VORLIEGENDER TEXT:
Das Schweigen macht sie stutzig

Die neue Oppositionsregierung Burmas gegen das Militär—durch ein mehrheitliches Wählervotum legitimiert—wird weltweit ignoriert  ■ Aus Burma Dorothee Wenner

„Die einzigen Rebellen hier in Burma sind die Militärs, ihre Regierungsmacht entbehrt jeder Legitimität“ — U Hla Pe, Informationsminister der neuen Gegenregierung Burmas residiert in dem kleinen Dschungelnest Manerplaw nahe der Grenze zu Thailand. Trotzdem wollen er und sein Kabinett sich nicht als Guerilleros mißverstanden wissen. „Wir sind gewählte Volksvertreter, unsere Streitkräfte kämpfen legal.“ Die vordringlichste Aufgabe, erklärt der Minister, sei es die Junta zu stürzen, um die Nationalversammlung einzuberufen und eine demokratische Volksvertretung zu bilden.

Vor knapp vier Wochen hat sich in Burma eine Parallelregierung zur Militärjunta konstituiert, das „National Coalition Government of the Union of Burma“ (NCG). Der Regierungssitz Manerplaw liegt in der befreiten Zone, am grün und leise dahinströmenden Moei-River. Strategische Überlegungen haben das Hauptquartier der „Karen National Union“ (KNU) zum Zentrum für die gesamte revolutionäre Opposition gemacht: Es liegt, vor Luftangriffen einigermaßen geschützt, hinter einer Gebirgskette. Wichtiger aber ist die Nähe Thailand, dessen Territorium am anderen Flußufer beginnt. Durch den Nachbarstaat soll gewährleistet werden, was an jedem anderen Ort Burmas derzeit unmöglich ist: die Kommunikation zwischen der in den Busch gedrängten demokratischen Oppositionsbewegung und der „Außenwelt“.

AUSZÜGE DER ZEILEN:
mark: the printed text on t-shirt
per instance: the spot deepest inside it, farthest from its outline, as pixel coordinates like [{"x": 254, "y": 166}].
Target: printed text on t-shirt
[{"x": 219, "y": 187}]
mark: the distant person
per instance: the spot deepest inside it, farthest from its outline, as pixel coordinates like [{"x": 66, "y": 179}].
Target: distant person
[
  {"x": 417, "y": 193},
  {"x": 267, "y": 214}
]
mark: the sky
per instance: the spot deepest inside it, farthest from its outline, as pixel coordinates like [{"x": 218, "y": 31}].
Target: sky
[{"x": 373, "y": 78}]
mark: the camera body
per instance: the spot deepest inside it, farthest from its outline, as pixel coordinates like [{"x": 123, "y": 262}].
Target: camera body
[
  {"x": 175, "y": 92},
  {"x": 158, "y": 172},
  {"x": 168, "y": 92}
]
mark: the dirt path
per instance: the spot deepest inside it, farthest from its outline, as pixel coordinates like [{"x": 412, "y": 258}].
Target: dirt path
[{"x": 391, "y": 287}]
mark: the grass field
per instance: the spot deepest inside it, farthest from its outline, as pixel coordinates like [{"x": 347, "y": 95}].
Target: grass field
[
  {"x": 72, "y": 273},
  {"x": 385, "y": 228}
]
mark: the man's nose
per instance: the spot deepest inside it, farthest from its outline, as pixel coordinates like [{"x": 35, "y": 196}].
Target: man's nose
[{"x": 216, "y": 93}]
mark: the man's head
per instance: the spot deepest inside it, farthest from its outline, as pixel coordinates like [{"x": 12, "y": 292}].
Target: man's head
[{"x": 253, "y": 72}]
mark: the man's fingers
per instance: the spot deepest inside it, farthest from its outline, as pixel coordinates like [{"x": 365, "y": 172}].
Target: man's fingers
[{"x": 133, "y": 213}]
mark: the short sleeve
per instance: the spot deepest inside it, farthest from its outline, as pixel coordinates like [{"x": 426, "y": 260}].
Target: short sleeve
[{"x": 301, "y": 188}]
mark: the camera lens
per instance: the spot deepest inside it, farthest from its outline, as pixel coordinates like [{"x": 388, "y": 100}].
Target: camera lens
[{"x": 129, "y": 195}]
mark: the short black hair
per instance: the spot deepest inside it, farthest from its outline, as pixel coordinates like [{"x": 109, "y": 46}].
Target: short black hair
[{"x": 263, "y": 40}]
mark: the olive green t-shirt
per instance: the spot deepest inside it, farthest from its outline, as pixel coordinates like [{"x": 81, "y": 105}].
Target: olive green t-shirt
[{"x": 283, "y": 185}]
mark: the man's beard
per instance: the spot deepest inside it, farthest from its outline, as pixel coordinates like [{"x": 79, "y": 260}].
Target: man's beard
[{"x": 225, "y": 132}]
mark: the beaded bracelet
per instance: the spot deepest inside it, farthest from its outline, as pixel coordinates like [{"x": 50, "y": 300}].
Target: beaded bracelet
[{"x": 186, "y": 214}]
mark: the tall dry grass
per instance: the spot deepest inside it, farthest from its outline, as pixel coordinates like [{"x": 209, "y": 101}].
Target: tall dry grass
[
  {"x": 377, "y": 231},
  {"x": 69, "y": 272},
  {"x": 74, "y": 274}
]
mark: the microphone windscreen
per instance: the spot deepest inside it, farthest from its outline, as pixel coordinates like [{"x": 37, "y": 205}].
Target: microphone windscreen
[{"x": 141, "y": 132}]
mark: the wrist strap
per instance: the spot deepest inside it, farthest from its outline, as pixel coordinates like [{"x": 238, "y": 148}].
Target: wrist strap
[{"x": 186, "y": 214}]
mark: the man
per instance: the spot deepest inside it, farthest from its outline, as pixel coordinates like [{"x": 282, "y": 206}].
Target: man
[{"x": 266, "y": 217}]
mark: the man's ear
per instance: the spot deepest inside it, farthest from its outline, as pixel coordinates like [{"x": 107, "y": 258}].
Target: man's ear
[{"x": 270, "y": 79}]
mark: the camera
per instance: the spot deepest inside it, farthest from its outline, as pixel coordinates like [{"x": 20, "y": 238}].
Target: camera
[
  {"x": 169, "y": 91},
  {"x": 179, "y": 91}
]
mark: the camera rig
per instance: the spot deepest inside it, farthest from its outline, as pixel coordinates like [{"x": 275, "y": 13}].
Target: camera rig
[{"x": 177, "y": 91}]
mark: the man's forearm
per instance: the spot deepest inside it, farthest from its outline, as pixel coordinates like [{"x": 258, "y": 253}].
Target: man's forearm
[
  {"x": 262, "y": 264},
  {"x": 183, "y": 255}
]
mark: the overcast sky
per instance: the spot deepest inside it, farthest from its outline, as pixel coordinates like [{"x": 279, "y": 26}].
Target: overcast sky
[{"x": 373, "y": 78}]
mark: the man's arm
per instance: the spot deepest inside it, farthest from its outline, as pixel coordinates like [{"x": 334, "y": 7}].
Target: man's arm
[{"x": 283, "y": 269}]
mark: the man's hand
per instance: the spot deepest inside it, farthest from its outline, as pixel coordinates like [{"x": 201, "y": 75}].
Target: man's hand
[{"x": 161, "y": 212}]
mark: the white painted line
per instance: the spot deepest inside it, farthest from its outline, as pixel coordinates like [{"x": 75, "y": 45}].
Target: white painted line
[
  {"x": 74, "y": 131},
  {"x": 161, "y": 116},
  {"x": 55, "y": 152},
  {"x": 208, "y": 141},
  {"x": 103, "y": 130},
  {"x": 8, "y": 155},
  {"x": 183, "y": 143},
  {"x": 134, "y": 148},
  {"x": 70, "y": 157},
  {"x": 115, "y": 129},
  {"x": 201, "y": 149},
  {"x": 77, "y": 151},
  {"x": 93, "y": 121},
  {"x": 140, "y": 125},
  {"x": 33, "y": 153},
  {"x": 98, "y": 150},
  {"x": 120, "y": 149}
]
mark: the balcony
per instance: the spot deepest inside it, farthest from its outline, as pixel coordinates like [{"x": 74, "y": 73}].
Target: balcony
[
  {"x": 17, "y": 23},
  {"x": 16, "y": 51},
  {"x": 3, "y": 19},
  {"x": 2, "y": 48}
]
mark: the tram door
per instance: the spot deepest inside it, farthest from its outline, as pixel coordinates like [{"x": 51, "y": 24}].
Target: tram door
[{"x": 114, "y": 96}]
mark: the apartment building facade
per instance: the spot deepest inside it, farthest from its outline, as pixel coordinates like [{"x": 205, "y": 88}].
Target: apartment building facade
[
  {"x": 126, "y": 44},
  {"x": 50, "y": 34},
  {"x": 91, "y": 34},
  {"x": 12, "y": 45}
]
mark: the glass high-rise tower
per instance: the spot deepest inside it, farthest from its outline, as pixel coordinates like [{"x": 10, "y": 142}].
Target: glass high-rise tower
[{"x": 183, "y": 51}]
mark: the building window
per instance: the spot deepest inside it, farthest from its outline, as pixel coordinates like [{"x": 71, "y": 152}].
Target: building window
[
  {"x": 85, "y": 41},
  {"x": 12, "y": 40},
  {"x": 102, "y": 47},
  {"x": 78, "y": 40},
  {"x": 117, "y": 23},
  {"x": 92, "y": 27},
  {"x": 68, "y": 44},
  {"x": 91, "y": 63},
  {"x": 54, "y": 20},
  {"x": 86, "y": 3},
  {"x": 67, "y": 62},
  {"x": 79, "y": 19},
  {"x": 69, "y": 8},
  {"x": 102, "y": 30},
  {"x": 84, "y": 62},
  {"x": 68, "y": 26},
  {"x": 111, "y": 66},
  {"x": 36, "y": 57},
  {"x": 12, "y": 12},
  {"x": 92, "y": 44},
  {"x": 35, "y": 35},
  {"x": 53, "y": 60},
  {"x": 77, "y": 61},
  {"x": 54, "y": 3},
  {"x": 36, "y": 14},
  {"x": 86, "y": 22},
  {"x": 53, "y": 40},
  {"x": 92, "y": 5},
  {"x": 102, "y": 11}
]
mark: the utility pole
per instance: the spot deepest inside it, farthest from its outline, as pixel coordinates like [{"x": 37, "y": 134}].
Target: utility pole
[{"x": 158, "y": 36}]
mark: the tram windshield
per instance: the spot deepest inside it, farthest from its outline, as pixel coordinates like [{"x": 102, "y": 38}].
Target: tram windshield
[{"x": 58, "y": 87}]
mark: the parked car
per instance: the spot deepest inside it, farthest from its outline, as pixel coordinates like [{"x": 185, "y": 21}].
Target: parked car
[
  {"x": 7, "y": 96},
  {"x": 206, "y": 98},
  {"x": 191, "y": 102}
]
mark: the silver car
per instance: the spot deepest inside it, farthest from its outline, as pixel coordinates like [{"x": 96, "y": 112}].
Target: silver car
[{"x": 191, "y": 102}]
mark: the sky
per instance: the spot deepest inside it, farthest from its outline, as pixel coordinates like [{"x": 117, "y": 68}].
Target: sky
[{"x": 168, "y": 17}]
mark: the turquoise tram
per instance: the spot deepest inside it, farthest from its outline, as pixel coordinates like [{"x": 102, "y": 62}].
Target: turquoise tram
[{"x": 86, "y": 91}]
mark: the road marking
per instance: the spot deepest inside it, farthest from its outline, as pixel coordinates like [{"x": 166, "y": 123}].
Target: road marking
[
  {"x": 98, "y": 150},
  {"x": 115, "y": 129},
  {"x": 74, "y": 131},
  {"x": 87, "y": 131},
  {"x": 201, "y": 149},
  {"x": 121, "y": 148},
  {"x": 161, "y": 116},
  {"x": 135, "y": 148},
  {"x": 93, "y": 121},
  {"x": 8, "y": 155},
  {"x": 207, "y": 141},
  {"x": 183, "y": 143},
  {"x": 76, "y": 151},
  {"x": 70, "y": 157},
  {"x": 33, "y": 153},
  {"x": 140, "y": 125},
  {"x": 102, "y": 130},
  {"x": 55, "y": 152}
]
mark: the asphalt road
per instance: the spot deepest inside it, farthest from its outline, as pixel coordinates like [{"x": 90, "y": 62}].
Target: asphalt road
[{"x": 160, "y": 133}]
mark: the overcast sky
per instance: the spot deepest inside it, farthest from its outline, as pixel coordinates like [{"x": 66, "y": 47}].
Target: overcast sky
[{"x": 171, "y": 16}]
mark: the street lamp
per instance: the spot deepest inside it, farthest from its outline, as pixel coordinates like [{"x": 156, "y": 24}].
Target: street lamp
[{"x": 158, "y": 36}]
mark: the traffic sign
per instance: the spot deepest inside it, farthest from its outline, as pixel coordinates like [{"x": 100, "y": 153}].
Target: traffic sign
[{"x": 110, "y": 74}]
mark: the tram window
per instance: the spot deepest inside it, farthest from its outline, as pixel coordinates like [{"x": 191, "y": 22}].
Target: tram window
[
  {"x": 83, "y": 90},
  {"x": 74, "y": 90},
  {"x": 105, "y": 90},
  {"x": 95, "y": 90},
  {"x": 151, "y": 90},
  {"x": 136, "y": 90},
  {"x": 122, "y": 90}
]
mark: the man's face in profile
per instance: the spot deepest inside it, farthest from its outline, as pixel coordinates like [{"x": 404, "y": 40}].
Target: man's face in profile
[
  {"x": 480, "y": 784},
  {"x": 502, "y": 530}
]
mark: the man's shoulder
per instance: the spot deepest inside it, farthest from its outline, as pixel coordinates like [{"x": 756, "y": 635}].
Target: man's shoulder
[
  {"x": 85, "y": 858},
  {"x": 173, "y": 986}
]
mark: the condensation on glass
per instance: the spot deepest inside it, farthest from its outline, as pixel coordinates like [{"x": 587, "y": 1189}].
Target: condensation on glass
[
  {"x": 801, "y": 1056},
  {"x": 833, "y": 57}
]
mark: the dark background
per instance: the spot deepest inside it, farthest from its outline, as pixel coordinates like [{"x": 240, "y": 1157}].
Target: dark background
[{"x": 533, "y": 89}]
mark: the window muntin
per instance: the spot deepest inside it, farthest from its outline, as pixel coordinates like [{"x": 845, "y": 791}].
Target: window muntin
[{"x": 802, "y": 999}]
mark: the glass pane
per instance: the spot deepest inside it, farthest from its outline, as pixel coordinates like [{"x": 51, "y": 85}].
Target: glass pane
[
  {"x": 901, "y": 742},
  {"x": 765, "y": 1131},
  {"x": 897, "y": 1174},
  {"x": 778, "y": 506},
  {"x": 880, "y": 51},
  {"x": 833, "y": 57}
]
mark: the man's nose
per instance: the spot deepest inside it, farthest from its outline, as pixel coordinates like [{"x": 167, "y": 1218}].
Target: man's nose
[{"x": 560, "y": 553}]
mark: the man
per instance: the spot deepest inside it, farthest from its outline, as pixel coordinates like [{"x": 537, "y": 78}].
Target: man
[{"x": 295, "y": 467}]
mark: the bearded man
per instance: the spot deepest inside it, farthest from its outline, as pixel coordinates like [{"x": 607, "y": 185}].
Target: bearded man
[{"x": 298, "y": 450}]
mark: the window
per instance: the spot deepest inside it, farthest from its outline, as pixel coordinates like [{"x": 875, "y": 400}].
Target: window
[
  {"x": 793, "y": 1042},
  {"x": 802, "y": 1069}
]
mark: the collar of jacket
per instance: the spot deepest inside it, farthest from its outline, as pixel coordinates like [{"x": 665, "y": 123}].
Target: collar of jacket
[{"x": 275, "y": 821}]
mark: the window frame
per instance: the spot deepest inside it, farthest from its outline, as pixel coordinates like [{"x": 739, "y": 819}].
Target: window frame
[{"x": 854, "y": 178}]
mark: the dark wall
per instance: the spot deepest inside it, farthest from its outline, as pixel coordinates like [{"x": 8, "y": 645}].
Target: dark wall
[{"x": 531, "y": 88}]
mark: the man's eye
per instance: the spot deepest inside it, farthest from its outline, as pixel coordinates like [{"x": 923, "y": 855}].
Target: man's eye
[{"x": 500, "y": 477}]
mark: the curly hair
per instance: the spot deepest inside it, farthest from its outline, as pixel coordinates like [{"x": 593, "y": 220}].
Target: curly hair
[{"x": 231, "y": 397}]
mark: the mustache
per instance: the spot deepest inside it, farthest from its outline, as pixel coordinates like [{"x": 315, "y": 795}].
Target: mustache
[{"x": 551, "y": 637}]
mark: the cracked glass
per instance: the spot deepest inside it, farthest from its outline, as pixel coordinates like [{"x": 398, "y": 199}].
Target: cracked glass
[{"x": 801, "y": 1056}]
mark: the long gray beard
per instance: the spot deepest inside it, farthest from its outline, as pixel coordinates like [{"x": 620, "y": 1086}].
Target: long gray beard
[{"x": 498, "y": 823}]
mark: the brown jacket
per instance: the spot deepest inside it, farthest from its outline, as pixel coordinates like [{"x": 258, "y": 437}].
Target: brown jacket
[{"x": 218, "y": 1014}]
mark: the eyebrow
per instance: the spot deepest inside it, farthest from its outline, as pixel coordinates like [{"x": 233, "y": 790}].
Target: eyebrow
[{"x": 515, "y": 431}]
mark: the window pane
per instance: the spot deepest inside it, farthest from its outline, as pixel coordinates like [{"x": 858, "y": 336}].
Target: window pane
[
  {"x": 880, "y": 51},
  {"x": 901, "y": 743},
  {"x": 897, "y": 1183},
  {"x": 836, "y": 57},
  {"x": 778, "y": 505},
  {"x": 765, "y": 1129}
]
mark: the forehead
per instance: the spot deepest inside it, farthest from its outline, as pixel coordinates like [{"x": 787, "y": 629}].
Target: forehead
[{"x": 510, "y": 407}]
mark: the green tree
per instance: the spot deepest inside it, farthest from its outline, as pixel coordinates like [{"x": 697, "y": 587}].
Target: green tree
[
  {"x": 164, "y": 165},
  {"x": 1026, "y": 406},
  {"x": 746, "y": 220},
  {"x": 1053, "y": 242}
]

AUFGABENSTELLUNG:
1) Fasse den Text über die Gegenregierung Burmas in zwei Sätzen zusammen.
2) Bitte schreibe den Text über die Gegenregierung Burmas weiter, beginnend nach seinem letzten Satz.
Für die Bearbeitung haben die Zeilen keinerlei Bedeutung.

LÖSUNGEN ZUR ÜBUNG:
1) Vor knapp vier Wochen hat sich in Burma mit dem „National Coalition Government of the Union of Burma“ (NCG) eine durch ein mehrheitliches Wählervotum legitimierte Parallelregierung zur Militärjunta gebildet, die weltweit ignoriert wird und deren Informationsminister U Hla Pe den Sturz der Junta als vordringlichste Aufgabe nennt. Sitz dieser Regierung ist Manerplaw, das Hauptquartier der „Karen National Union“ am Moei-River, das hinter einer Gebirgskette vor Luftangriffen einigermaßen geschützt liegt und über das angrenzende Thailand die Kommunikation der Opposition mit der „Außenwelt“ gewährleisten soll.

2)
Doch Nachrichten vom burmesischen Widerstand erreichen die Weltöffentlichkeit mit mindestens ebenso viel Schwierigkeiten wie man auf der holprigen Urwaldpiste nach Manerplaw gelangt: 13 Stunden braucht der Bus von Bangkok bis in das Städtchen, von wo aus jeden Morgen Pick-up-trucks den größten Schwarzmarkt an der thai-burmesischen Grenze beliefern. Das Dorf Mae Sam Laep, ein entlegener Schauplatz, ist fett und reich geworden durch den über 40jährigen Bürgerkrieg im Nachbarland. Die Marktbuden reichen bis hinunter ans Ufer, angeboten wird alles, was man braucht oder bestellt hat — Kassetten, Treibstoff, Süßigkeiten, Hühner, T-Shirts. Die Käufer, zumeist Karen, kommen mit Booten, und wenn sie in ihre Dörfer zurückfahren, mischen sich meistens auch einige Aktivisten der Oppositonsbewegung oder Journalisten unters Volk. Die thailändischen Kontrollposten dulden diesen kleinen Grenzverkehr, schauen nicht hin, ganz im Unterschied zu ihren Kollegen an der Grenze zur revolutionären Zone. Demnächst sollen ausländische Besucher hier Visa mit dem Emblem der Republik Burma in ihre Pässe gestempelt bekommen, als selbstbewußtes Zeichen einer faktisch noch lange nicht erreichten internationalen Anerkennung als rechtmäßige Regierung.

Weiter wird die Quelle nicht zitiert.